_Aufgaben_.
A - Welche beiden Funktionen hätte Laudian nach Ebrithils Frage im Forumsthread zu Advent of Code 2017 verwenden können?
B - Führe den Forumsthread zu Advent of Code 2017 ab dem Satz fort, mit dem er endet.

_Textauszug_.
# Advent of Code 2017 - Programmieraufgaben im Adventskalender



## Laudian (2. Dezember 2017)

Wie schon die letzten beiden Jahre kann man auch dieses Jahr auf Advent of Code 2017 jeden Tag wieder 2 kleine Programmieraufgaben finden.

Wie immer fangen die Aufgaben am Start sehr simpel an und werden zum Ende hin dann relativ aufwändig.

Würde mich freuen, falls noch jemand mitmacht. Ich finde es immer interessant zu sehen, wie andere an die Aufgaben herangehen 

Meine Lösungen werden btw. hier zu finden seien:
adventofcode * GitLab


----------



## Ebrithil (3. Dezember 2017)

Ich mach dieses Jahr auch wieder mit, meine Lösungen sind/werden hier zu finden sein: Christoph Schlesselmann / AdventOfCode2017 * GitLab

Bin bisher noch nicht dazu gekommen die Aufgaben 2 & 3 zu erledigen, das werde ich dann entweder heute Abend oder morgen nachholen.

Edit:
Hab jetzt Aufgabe 2 erledigt und mir dann auch mal deine Lösung angesehen, irgendwie kommt mir deine dabei unnötig kompliziert vor, warum benutzt du zb nicht die Funktionen min() und max()? 

\Disclaimer, ich hab keinen Plan von Python, der AoC ist das erste mal das ich was damit mache


----------



## Laudian (4. Dezember 2017)

Ebrithil schrieb:


> Hab jetzt Aufgabe 2 erledigt und mir dann auch mal deine Lösung angesehen, irgendwie kommt mir deine dabei unnötig kompliziert vor, warum benutzt du zb nicht die Funktionen min() und max()?



Da habe ich die Lösung einfach so schnell runtergeschrieben, dass ich garnicht darüber nachgedacht habe, dass so eine Funktion bestimmt Teil der Standardbibliothek ist...

Beim zweiten Teil hast du aber natürlich Recht, Ich iteriere sonst eigentlich immer über die Indizes einer Liste, ich habe nicht die geringste Idee, warum ich hier über die Objekte iteriert habe und dann so eine bescheuerte Lösung benutzt habe...

_Datensätze_.
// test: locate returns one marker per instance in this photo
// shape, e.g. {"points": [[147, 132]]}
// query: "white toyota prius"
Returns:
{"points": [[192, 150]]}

_Antworten_.
A - Die Funktionen min() und max().

B -
Je öfter ich es mir angucke, desto bescheuerter wird meine Lösung da^^


----------



## Ebrithil (4. Dezember 2017)

Hab jetzt Aufgabe 3 & 4 nachgeholt. Bei Aufgabe 3 hab ich allerdings bisher nur den ersten Teil erledigt, weil ich es nicht einsehe, dass ich für den zweiten Teil die ganze Spirale aufbauen muss. Wenn mir da nichts anderes mehr einfällt wirds da wohl bei dem einen Stern bleiben.


----------



## Laudian (5. Dezember 2017)

Was stört dich daran, die ganze Spirale aufzubauen?
Das ist ja kaum eine Veränderung zu Aufgabe 1.

Edit: Ich sehe gerade, du baust die Spirale in Aufgabe 1 garnicht auf, sondern berechnest die Koordinaten der nten Stelle direkt. Damit kommt man in Teil 2 natürlich nicht sehr weit...


----------



## Ebrithil (5. Dezember 2017)

Laudian schrieb:


> Was stört dich daran, die ganze Spirale aufzubauen?


Der Brute-Force Ansatz ist mir zu stupide. Das ist nicht schwer, dauert nur n bisschen und da hab ich halt keine Lust drauf, ich versuch lieber was "kompliziertes" und wenns nicht klappt lass ich's halt. Ist halt mein persönlicher Anspruch, kann ja jeder handhaben wie er will


----------



## RicoBrassers (5. Dezember 2017)

Ich mache auch mal mit.

GitHub - RicoBrase/AdventOfCode2017: Entries for Advent of Code 2017 (http://adventofcode.com/)

Ich nutze das Ganze auch direkt mal als Einstieg in Kotlin. 
Die Aufgaben für die anderen Tage werden selbstverständlich nachgearbeitet (ohne Schummeln, versprochen ).


----------



## Ebrithil (5. Dezember 2017)

Aufgabe 5 war ja auch ziemlich leicht. Hab glaub ich insgesamt knapp 4-5 Minuten gebraucht.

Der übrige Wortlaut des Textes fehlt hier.